**Extrait de page:**

Table of Contents
Les raisons de la menace nucléaire russe détaillées
La semaine dernière, les tensions entre la Russie et l’Occident ont semblé atteindre un nouveau niveau dangereux lorsque le président Vladimir Poutine a ordonné des exercices militaires impliquant des armes nucléaires tactiques près de la frontière ukrainienne. Le Kremlin a clairement indiqué que ces exercices étaient une réponse aux déclarations des dirigeants occidentaux concernant le déploiement de troupes de l’OTAN en Ukraine et l’utilisation d’armes occidentales pour frapper des cibles à l’intérieur de la Russie.
Le 2 mai, lors d’une visite surprise à Kyiv, le secrétaire britannique aux Affaires étrangères, David Cameron, a promis de continuer à aider l’Ukraine « aussi longtemps que nécessaire » et a suggéré que les Ukrainiens étaient libres d’utiliser des armes britanniques pour frapper le territoire russe. Cela pourrait concerner les missiles franco-britanniques Storm Shadow ainsi que les drones que le Royaume-Uni s’est engagé à fournir à l’Ukraine par milliers.
Réactions occidentales
Bien que les pays occidentaux fournissent des armes à l’Ukraine, ils ont explicitement précisé qu’elles ne pouvaient pas être utilisées pour attaquer le sol russe. Pour cette raison, jusqu’à présent, l’Ukraine a utilisé ses propres drones et missiles contre des cibles civiles et militaires à l’intérieur de la Russie.
Le président français Emmanuel Macron a, quant à lui, suggéré à plusieurs reprises que l’OTAN pourrait potentiellement déployer des troupes en Ukraine. Il l’a réitéré ce mois-ci dans une interview publiée par The Economist le 2 mai. Le président français a refusé de fournir plus de détails, insistant sur le fait que l’Union européenne devait maintenir une « ambiguïté stratégique » et laisser les Russes deviner ses véritables intentions.

**Données enregistrées:**
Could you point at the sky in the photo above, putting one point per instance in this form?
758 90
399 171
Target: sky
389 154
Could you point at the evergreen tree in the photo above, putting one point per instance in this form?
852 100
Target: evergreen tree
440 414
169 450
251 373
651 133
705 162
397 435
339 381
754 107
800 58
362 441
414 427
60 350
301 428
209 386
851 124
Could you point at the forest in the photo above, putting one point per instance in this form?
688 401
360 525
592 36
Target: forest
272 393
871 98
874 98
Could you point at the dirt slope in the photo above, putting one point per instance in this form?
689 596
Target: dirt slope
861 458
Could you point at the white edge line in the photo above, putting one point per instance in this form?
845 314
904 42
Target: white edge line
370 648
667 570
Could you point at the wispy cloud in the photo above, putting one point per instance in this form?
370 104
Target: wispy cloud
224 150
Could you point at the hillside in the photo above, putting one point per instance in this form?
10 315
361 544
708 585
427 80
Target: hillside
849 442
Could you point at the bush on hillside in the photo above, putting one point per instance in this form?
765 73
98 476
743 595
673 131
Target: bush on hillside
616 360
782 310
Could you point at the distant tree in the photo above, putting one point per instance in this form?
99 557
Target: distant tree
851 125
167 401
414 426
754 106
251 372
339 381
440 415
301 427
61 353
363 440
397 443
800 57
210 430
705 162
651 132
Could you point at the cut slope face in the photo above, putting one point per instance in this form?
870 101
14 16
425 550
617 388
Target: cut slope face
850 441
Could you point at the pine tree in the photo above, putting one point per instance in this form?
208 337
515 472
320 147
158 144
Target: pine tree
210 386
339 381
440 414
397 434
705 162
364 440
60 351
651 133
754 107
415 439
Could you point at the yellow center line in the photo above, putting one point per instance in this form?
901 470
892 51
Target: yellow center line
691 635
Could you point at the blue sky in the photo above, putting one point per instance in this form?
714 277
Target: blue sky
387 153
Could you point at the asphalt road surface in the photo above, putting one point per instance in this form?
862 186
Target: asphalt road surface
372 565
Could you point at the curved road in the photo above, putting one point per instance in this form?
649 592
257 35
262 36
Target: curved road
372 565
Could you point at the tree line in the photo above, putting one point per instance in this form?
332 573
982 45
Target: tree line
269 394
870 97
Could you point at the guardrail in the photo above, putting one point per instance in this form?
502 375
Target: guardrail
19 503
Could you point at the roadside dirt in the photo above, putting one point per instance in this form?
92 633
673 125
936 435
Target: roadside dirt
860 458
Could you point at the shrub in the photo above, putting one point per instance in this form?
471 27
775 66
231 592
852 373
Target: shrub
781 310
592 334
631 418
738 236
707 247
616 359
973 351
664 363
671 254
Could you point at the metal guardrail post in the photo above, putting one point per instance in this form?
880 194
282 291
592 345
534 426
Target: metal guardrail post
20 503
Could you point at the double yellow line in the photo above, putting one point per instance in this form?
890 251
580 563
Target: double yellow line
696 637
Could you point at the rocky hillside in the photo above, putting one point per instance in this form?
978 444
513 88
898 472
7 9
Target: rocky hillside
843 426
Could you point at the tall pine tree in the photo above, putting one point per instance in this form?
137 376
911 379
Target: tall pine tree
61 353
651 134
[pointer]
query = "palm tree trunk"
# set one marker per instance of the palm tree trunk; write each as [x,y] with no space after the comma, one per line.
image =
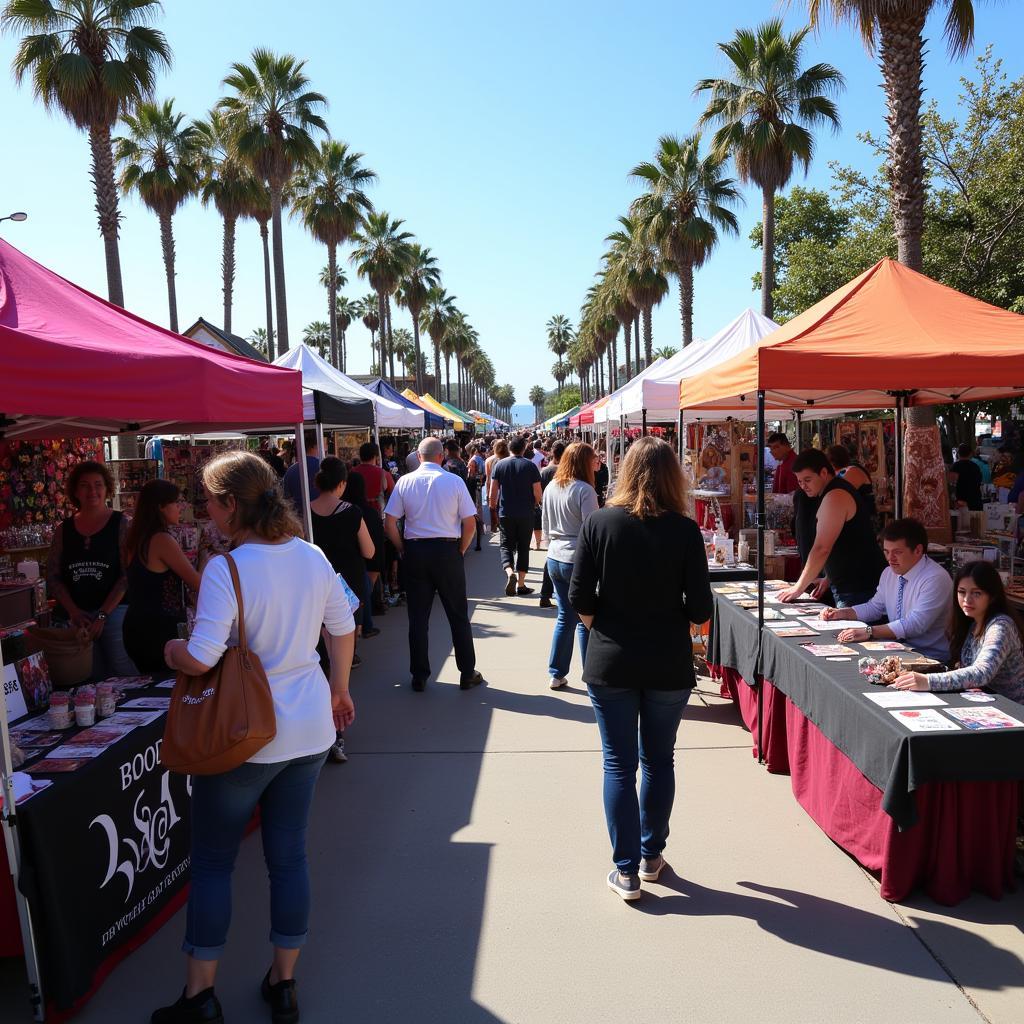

**Consignes:**
a. D'après l'article sur la menace nucléaire russe, à quelle date David Cameron s'est-il rendu à Kyiv par surprise ?
b. Poursuivez l'article sur la menace nucléaire russe à partir de sa dernière phrase.

**Réponses:**
a. Le 2 mai.

b.
Message du Kremlin
Mais le Kremlin a choisi de ne pas jouer au jeu des devinettes. L’annonce d’exercices militaires impliquant des armes nucléaires tactiques dans son district militaire du sud, qui borde l’Ukraine, envoie un message clair à l’Occident.
Pour rendre le message encore plus clair, le ministère russe des Affaires étrangères a convoqué les ambassadeurs britannique et français et a publié les détails des réprimandes qu’ils ont reçues.
Accusations et avertissements
La réprimande adressée à la France dénonçait simplement les déclarations de Macron comme « provocatrices » et « destructrices ». La déclaration adressée au Royaume-Uni était beaucoup plus sévère. Elle déclarait qu’en permettant à l’Ukraine d’utiliser des armes contre des cibles en Russie, le Royaume-Uni devient une partie au conflit. L’ambassadeur a été averti que si l’Ukraine procédait à des frappes en utilisant des armes britanniques, la Russie pourrait frapper des cibles britanniques « en Ukraine et au-delà ».
C’était la première menace directe d’une attaque contre des cibles de l’OTAN en dehors de l’Ukraine depuis le début de l’invasion totale de la Russie en 2022. Mais ce n’était pas la première fois que la Russie menaçait le Royaume-Uni dans le contexte de ce conflit.
Contexte historique
À l’été 2021, la marine russe avait tiré des coups de semonce lorsque le navire de guerre britannique HMS Defender était entré dans ce que la Russie considère comme ses eaux territoriales au large de la côte de Crimée. Elle avait également menacé de bombarder tout navire britannique qui tenterait à nouveau cette manœuvre. Cet épisode a servi de prélude important à l’invasion russe.
De nombreux facteurs ont dû contribuer à cet épisode actuel d’escalade. Dans le cas britannique, les considérations intérieures ont joué un rôle. Le gouvernement conservateur impopulaire est presque assuré de subir une déroute aux prochaines élections nationales, ce qui rend les affaires étrangères l’un des derniers ressorts dont il pourrait se saisir.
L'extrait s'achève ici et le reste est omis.